= CONSIGNE =
Recopiez intégralement le texte d'exercice sur Benoît Hamon et la corruption, sans y changer un seul mot ni un seul signe.

= TEXTE D'EXERCICE =
****

Lorsque Michel  Michel Wieviorka indiqua que l’ensemble des droits d’auteurs du livre seront versés à la Cimade, en précisant « que personne ici ne s’enrichira ni individuellement ni collectivement », l’actualité reprit immédiatement  le dessus. Benoît Hamon confirma « précision utile  car nous vivons à une époque formidable ». Cela fit écho avec Yannick  Jadot qui surenchérit en indiquant « qu’ils n’ont pas été habillés par la maison Arnys « . Et Benoît Hamon de préciser avec humour:  « Ce qui va devenir original c’est qu’en fait nous n’avons embauché aucun membre de notre famille, et que nous avons acheté nos costumes nous-mêmes ».

Mais au moment de la traditionnelle séance de questions, lorsque furent évoquées les multitudes affaires qui entourent les principaux candidats à la présidence, Benoît Hamon  fut particulièrement offensif  sur le fait que la finalité d’une campagne présidentielle qui se devait d’être pour la nation était perdue de vue, en déclarant: « Cette campagne est marquée par la révélation de la corruption. Peut-être révèle-t’on aujourd’hui davantage de choses qu’avant,  cela me donne un  peu cette impression. C’est cette forme de nausée à voir le feuilleton des révélations sur les turpitudes des uns et des autres qui gonfle chaque jour un peu plus.  S’agit-il d’une affaire de génération? Il y a eu avant des femmes et des hommes vertueux. Aujourd’hui il y a peut-être moins de tolérance à l’égard des comportements de corruption dans les deux sens, que cela soit du côté de celui qui corrompt, comme de celui qui est corrompu. Ce que je crois c’est à l’effort de réaliser ce qui doit être fait en matière de transparence, c’est-à-dire la possibilité pour chacun de savoir la réalité des conflits d’intérêts. C’est cela en effet le sujet. Quels sont les conflits d’intérêts qui pourraient altérer à un moment la capacité de juger et de décider d’un homme politique, à un moment où il doit servir l’intérêt général. Cette question est importante comme l’usage des fonds publics.

****

= DONNÉES =
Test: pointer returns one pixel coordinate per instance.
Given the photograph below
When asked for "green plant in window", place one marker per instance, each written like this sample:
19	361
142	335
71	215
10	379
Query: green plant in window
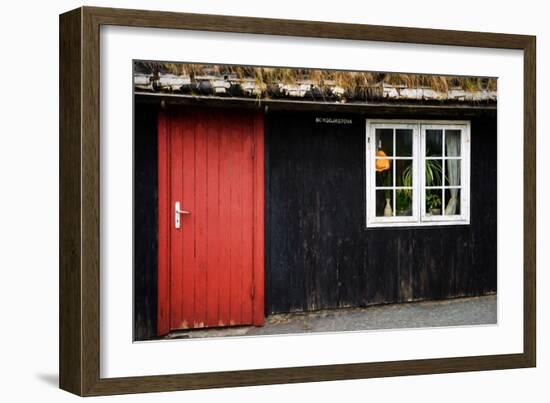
403	197
434	173
433	202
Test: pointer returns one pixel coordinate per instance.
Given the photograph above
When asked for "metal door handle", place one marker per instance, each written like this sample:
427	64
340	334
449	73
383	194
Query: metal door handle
177	215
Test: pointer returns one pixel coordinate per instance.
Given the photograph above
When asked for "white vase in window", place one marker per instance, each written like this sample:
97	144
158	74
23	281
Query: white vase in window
387	209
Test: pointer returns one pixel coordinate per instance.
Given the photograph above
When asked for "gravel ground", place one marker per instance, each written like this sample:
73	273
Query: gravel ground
455	312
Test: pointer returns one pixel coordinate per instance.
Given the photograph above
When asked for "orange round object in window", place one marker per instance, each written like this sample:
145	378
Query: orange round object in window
382	164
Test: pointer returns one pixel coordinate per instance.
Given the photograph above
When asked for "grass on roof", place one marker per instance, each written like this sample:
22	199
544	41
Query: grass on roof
352	81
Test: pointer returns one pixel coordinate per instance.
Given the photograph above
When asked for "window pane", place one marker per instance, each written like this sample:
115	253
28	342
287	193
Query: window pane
384	141
433	202
452	200
384	203
452	172
403	202
404	173
434	172
403	142
452	143
384	178
434	146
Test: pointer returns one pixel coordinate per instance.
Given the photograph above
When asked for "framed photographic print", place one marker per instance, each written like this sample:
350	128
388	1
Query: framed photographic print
249	201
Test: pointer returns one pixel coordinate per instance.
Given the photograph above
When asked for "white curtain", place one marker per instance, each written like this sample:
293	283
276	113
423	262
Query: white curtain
452	146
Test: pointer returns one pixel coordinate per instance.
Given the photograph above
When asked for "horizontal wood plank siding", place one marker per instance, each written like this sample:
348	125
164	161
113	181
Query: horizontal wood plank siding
321	255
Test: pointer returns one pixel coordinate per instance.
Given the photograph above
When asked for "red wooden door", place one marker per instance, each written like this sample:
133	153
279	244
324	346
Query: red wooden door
211	268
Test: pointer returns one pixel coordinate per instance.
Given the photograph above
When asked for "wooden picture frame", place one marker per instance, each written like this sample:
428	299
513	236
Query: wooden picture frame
79	201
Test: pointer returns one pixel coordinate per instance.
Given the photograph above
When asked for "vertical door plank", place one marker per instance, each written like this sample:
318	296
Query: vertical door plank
247	186
176	234
225	177
213	221
188	223
163	306
200	219
235	229
258	248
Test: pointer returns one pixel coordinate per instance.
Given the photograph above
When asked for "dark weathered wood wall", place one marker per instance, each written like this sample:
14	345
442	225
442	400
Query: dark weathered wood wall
319	253
145	221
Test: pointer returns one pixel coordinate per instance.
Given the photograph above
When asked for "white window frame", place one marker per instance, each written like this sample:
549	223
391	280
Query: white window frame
419	217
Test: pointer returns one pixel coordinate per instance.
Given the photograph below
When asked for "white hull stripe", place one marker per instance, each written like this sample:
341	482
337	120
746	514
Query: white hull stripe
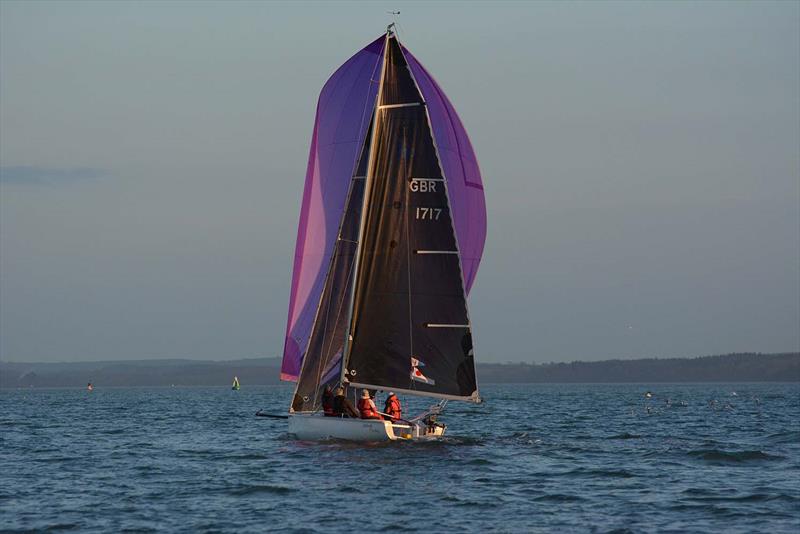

****

= RÉPONSE RÉDIGÉE =
Lorsque Michel  Michel Wieviorka indiqua que l’ensemble des droits d’auteurs du livre seront versés à la Cimade, en précisant « que personne ici ne s’enrichira ni individuellement ni collectivement », l’actualité reprit immédiatement  le dessus. Benoît Hamon confirma « précision utile  car nous vivons à une époque formidable ». Cela fit écho avec Yannick  Jadot qui surenchérit en indiquant « qu’ils n’ont pas été habillés par la maison Arnys « . Et Benoît Hamon de préciser avec humour:  « Ce qui va devenir original c’est qu’en fait nous n’avons embauché aucun membre de notre famille, et que nous avons acheté nos costumes nous-mêmes ».

Mais au moment de la traditionnelle séance de questions, lorsque furent évoquées les multitudes affaires qui entourent les principaux candidats à la présidence, Benoît Hamon  fut particulièrement offensif  sur le fait que la finalité d’une campagne présidentielle qui se devait d’être pour la nation était perdue de vue, en déclarant: « Cette campagne est marquée par la révélation de la corruption. Peut-être révèle-t’on aujourd’hui davantage de choses qu’avant,  cela me donne un  peu cette impression. C’est cette forme de nausée à voir le feuilleton des révélations sur les turpitudes des uns et des autres qui gonfle chaque jour un peu plus.  S’agit-il d’une affaire de génération? Il y a eu avant des femmes et des hommes vertueux. Aujourd’hui il y a peut-être moins de tolérance à l’égard des comportements de corruption dans les deux sens, que cela soit du côté de celui qui corrompt, comme de celui qui est corrompu. Ce que je crois c’est à l’effort de réaliser ce qui doit être fait en matière de transparence, c’est-à-dire la possibilité pour chacun de savoir la réalité des conflits d’intérêts. C’est cela en effet le sujet. Quels sont les conflits d’intérêts qui pourraient altérer à un moment la capacité de juger et de décider d’un homme politique, à un moment où il doit servir l’intérêt général. Cette question est importante comme l’usage des fonds publics.